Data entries
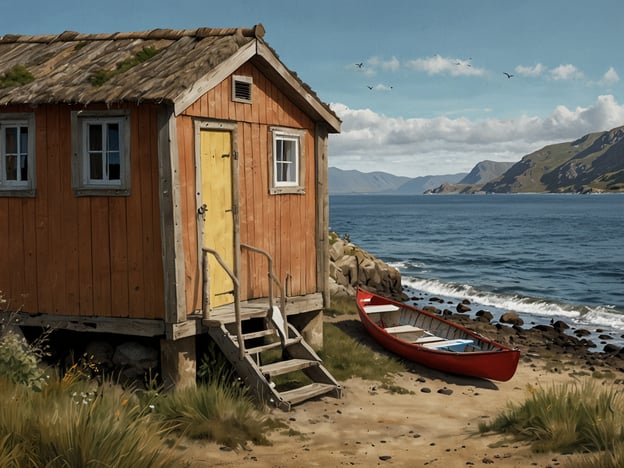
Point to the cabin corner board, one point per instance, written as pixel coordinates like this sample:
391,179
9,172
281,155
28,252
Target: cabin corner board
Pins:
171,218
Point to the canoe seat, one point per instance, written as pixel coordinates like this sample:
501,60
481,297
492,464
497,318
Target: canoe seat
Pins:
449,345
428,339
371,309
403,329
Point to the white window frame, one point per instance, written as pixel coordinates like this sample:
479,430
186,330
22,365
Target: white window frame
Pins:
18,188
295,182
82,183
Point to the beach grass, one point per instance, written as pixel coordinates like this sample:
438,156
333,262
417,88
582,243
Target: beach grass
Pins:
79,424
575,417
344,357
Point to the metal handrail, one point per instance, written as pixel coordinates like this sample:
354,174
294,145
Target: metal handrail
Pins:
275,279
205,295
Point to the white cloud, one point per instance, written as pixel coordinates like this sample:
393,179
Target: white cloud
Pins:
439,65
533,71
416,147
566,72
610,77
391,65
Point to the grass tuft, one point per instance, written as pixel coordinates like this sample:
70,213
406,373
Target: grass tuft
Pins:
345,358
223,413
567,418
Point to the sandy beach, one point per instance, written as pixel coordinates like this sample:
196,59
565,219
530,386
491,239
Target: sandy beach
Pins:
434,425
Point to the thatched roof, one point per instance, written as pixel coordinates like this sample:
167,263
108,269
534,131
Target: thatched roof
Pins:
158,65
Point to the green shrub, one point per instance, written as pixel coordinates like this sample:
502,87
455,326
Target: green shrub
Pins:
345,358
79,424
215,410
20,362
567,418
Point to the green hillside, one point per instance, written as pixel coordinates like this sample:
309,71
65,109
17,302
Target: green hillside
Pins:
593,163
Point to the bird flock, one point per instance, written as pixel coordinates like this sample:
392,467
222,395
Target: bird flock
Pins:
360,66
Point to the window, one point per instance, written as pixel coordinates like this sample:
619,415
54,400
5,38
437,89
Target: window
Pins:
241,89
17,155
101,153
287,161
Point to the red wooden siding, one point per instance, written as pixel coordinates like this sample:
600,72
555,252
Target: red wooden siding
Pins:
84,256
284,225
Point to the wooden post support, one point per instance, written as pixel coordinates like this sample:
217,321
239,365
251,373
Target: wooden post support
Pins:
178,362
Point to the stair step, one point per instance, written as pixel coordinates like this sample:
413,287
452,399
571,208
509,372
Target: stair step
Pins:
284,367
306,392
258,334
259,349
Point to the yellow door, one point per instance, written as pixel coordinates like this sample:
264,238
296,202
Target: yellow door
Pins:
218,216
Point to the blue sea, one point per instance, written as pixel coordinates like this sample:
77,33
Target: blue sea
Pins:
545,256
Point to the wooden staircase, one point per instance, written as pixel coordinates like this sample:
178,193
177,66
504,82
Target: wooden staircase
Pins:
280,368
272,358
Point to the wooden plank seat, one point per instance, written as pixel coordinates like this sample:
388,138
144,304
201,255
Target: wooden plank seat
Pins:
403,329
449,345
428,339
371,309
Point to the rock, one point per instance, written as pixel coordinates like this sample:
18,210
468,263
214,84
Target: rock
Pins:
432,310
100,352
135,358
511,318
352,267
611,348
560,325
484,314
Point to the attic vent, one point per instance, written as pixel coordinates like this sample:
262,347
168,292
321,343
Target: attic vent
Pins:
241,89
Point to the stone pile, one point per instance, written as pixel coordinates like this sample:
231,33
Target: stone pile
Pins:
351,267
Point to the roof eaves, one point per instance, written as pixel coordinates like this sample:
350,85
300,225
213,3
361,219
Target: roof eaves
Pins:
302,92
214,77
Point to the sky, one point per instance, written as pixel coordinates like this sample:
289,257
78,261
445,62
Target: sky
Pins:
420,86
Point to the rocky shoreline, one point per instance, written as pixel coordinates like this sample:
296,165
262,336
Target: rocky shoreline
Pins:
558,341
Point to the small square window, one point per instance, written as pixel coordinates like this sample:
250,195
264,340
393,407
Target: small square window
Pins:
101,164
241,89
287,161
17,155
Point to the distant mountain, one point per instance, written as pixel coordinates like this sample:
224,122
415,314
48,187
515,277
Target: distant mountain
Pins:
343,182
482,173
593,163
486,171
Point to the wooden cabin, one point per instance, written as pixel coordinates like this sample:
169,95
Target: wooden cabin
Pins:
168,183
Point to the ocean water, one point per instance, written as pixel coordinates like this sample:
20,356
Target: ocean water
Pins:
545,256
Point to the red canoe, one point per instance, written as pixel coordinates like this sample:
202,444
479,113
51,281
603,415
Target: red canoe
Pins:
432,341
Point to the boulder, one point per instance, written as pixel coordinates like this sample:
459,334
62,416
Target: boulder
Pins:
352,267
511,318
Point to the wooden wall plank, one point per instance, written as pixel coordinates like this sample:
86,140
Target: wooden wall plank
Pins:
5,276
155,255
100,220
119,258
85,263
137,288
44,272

◆ **Objective**
Rewrite all of the data above, changing "pixel coordinates" to "x,y coordinates" wherever it appears and keeping everything else the same. Leave the pictures out.

◆ **Response to this task**
Point to the cabin corner board, one point per instance, written as x,y coordinates like this sample:
391,179
9,172
281,155
28,252
Target: cabin corner board
Pins:
171,218
Point to the canoe seat, one point per instance, written as x,y coordinates like this sample:
501,60
481,297
492,464
497,318
Target: canoe seat
Pins:
449,345
428,339
371,309
403,329
Point to the white window frame, one point per instance, written as x,y coordinates like this sample:
479,430
186,330
22,365
Target: white window frame
Pins:
18,188
295,182
82,183
Point to the beach grass, one point per instance, written as x,y coordinates like this sample:
438,156
333,262
417,88
582,243
Target: beach grass
Pins:
79,424
575,417
344,357
Point to the metal handrail, one point per instance, written as x,y coordinates like this sample:
354,174
294,145
Target: metal handrail
Pins:
275,279
205,295
Point to the white cloud, one point per instance, written as x,y coordinates like this sample:
393,179
Target: white cloud
Pins:
439,65
533,71
416,147
566,72
610,77
391,65
Point to the grass tuft, one point per instance, written as x,y coordinates like this sample:
70,213
406,373
Target: grass tuft
Pins:
345,358
223,413
567,418
Point to the sandy beach, one point per instance, written as x,y coordinates like this sample:
196,59
565,219
530,386
491,239
Target: sandy beach
Pins:
434,425
Point to the thatched roof, one point per instance, written as x,y coordinates like this sample:
167,263
108,269
534,131
Target: thatched roof
Pins:
158,65
Point to the green shrub, one point per instance, written as x,y coordinates like this sample:
502,87
455,326
Target: green shrub
Pins:
345,358
79,424
215,410
20,362
567,418
Point to the green hillside, one point per instance, written as x,y coordinates like this sample:
309,71
65,109
17,302
Target: green hillside
Pins:
593,163
Point to the bird flock, one point per instance, written as x,y coordinates like this sample:
392,467
222,395
Target: bird flock
Pins:
360,66
Point to the window, one point per instance, written as x,y coordinates like this sample:
619,415
54,400
5,38
437,89
Target: window
Pins:
241,89
17,155
101,153
287,161
Point to the red wooden siding, one point per instance, written as x,y coordinates like this sample:
600,72
555,252
Target: red wooden siding
Pins:
84,256
284,225
Point to the wooden post support, one point per instance, written as x,y coordinates like this sample:
217,321
239,365
251,373
Target: wooden post support
Pins:
178,362
Point to the stair step, one point per instance, written as x,y coordinates like this sample:
413,287
452,399
571,208
509,372
Target: stair step
Pins:
284,367
306,392
258,334
259,349
Point to the yellow door, one point per instance, written as x,y coordinates like this sample:
264,238
296,202
Target: yellow door
Pins:
218,216
Point to the blue sea, one point per instance, written as x,y coordinates like this sample:
77,33
Target: blue sea
Pins:
545,256
Point to the wooden staircase, one point per instance, written as x,y coordinates like this sample:
178,193
177,66
504,82
Target: wooden staircase
Pins:
280,368
272,358
Point to the wooden plank seat, one point per instance, written as x,y coordinates like this sample:
388,138
144,304
201,255
Target: wooden plank seat
Pins:
403,329
449,345
428,339
371,309
Point to the rock, one point per instance, written as x,y coordinates like this sample:
18,210
468,263
214,84
Target: rock
Pins:
432,310
100,352
135,358
511,318
352,267
611,348
560,325
484,314
Point to the attic vent, one point per instance, written as x,y coordinates like this sample:
262,347
168,292
321,343
Target: attic vent
Pins:
241,89
Point to the stone pile, one point per instance, written as x,y coordinates like this sample:
231,33
Target: stone pile
Pins:
351,267
Point to the roof eaves, one point per instance, written as x,y coordinates like this sample:
350,85
300,225
213,3
361,219
Target: roof eaves
Pins:
302,92
214,77
Point to the sky, one point per instance, written as x,y coordinates like this sample:
289,257
78,261
445,62
Target: sky
Pins:
420,86
Point to the rocky shoreline, one point per instance, written as x,y coordinates like this sample:
296,165
262,336
Target: rocky shoreline
Pins:
558,341
Point to the small square window, one point per instance, written as x,y coordinates like this sample:
250,195
264,340
393,407
Target: small square window
Pins:
101,164
241,89
287,161
17,155
Point to the distant mountain, one point per instance, written as x,y coordinates like this sample:
224,122
415,314
48,187
515,277
Target: distant mountain
Pins:
343,182
482,173
593,163
486,171
Point to the wooden cabin, one point per instance, written as x,y coordinates like this sample:
169,95
Target: wooden cabin
Pins:
168,183
Point to the ocean water, one point per instance, written as x,y coordinates like this sample:
20,356
Target: ocean water
Pins:
545,256
Point to the red canoe, one point per instance, written as x,y coordinates like this sample:
202,444
479,113
51,281
603,415
Target: red canoe
Pins:
432,341
Point to the boulder, one point per instance, written as x,y coordinates like this sample:
459,334
62,416
Target: boulder
Pins:
352,267
511,318
Point to the wooden wall plank, one point per instance, written as x,y coordinates like this sample:
86,140
Target: wooden wall plank
Pins:
5,276
155,255
100,220
119,258
85,263
137,288
44,272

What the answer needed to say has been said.